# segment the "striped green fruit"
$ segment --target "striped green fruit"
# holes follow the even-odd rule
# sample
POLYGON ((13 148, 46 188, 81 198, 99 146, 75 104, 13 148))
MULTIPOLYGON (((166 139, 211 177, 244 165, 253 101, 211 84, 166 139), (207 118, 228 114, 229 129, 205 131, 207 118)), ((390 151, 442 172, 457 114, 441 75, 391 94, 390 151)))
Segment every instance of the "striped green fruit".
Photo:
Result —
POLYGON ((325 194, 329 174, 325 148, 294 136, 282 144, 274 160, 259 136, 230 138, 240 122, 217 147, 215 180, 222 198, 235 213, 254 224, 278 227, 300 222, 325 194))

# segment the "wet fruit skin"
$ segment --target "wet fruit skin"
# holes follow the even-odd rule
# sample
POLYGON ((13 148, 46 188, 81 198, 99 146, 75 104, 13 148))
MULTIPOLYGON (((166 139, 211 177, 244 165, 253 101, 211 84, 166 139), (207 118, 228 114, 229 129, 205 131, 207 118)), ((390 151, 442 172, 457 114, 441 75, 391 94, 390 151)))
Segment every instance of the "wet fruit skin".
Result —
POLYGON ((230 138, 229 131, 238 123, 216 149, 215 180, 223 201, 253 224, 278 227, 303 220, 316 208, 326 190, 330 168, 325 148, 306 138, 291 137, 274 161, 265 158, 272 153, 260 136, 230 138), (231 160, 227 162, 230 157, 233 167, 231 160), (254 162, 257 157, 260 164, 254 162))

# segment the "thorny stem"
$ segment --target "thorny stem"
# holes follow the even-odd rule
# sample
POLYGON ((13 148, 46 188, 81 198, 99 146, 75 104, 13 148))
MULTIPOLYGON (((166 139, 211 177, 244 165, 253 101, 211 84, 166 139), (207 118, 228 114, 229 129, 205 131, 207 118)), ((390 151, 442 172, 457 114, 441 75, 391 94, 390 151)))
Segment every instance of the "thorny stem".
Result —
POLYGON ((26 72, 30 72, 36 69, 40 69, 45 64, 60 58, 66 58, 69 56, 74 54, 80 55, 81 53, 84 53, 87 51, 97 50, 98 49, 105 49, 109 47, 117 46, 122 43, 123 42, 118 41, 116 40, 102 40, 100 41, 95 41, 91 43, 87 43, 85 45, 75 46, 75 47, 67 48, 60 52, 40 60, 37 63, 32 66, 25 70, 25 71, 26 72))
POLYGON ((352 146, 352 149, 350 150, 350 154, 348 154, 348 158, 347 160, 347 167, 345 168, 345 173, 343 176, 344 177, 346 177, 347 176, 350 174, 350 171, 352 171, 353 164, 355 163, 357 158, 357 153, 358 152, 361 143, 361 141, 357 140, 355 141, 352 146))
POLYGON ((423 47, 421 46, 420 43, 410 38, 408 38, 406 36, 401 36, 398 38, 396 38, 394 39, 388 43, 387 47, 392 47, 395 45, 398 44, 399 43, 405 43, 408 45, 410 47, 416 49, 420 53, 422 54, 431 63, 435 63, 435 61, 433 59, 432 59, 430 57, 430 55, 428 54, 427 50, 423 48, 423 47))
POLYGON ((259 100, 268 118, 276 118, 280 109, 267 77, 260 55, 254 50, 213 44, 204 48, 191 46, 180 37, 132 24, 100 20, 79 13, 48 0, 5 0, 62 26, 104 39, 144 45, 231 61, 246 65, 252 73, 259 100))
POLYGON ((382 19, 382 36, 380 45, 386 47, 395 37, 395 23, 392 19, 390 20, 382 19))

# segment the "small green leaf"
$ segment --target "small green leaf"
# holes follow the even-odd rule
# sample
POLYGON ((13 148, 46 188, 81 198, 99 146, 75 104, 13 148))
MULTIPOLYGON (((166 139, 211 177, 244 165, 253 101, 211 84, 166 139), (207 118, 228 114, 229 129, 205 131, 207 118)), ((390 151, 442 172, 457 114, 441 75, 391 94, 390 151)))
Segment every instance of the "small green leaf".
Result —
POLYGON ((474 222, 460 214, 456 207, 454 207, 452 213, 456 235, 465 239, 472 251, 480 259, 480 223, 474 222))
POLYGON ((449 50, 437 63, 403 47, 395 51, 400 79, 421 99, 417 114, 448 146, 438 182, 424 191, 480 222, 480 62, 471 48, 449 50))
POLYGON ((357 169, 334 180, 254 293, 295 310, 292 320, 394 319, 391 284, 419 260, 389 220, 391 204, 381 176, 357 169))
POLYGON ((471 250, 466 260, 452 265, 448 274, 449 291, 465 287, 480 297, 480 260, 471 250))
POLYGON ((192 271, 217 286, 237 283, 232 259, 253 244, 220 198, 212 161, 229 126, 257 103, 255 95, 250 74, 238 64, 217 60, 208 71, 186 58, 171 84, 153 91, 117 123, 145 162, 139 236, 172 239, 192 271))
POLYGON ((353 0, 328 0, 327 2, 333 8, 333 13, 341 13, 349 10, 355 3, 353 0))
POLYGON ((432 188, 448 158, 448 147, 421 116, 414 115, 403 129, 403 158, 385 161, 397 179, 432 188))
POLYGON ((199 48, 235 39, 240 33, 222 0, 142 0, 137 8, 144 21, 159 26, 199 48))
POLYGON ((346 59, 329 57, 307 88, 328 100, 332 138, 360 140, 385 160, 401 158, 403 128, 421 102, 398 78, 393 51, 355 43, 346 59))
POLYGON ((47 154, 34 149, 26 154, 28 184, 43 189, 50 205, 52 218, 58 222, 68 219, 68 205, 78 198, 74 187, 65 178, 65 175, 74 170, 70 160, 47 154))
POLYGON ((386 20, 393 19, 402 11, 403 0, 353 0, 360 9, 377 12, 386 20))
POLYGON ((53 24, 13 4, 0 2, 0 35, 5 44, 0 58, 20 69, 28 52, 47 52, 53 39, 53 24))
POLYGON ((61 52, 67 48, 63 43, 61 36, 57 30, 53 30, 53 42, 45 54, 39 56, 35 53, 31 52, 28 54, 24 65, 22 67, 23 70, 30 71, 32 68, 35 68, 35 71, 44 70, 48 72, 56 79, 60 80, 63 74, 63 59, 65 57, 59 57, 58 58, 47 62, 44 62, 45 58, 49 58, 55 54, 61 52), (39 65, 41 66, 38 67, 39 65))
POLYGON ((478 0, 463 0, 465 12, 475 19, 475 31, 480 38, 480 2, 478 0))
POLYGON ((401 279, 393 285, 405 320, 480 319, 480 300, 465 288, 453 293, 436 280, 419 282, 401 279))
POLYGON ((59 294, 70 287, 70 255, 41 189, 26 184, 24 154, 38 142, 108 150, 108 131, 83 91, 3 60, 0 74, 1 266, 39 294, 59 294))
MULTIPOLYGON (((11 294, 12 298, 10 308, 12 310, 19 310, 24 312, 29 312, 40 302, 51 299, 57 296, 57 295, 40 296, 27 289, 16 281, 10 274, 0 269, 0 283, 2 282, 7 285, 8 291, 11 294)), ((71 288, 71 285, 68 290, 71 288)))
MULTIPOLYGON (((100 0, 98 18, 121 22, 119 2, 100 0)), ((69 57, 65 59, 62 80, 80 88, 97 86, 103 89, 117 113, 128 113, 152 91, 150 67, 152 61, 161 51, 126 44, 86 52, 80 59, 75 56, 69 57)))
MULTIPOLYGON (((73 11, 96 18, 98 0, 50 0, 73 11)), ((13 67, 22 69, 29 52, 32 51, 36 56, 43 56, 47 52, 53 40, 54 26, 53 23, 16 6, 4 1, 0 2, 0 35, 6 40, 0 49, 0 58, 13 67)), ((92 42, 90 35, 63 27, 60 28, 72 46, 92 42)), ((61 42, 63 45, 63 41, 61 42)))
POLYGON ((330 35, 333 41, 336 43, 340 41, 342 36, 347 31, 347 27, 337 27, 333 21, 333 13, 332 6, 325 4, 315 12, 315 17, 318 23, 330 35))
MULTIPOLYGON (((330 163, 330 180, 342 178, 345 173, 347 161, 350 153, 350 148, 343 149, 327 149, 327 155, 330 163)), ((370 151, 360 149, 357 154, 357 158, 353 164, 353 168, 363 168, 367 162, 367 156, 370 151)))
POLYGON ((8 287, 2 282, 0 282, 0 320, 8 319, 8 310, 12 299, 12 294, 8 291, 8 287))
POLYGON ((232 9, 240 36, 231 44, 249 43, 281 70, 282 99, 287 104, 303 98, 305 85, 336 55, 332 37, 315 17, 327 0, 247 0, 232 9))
▬▬▬
**Description of the task**
Rewrite the stretch from the start of the listing through the line containing "POLYGON ((325 194, 329", replacing "striped green fruit" with "striped green melon" and leaving everything else unchanged.

**Answer to this task**
# segment the "striped green melon"
$ segment --target "striped green melon"
# holes follow the even-odd rule
# sample
POLYGON ((13 148, 46 188, 81 198, 99 146, 75 104, 13 148))
MULTIPOLYGON (((166 139, 211 177, 244 165, 253 101, 211 84, 166 139), (207 118, 228 114, 229 129, 205 131, 207 118)), ((390 151, 442 172, 457 114, 441 75, 391 94, 390 151)))
Segment every instance of the "striped green melon".
Photo:
Result —
POLYGON ((325 194, 329 174, 325 148, 294 136, 282 144, 274 160, 259 136, 230 138, 240 122, 217 147, 215 180, 222 198, 235 213, 254 224, 278 227, 300 222, 325 194))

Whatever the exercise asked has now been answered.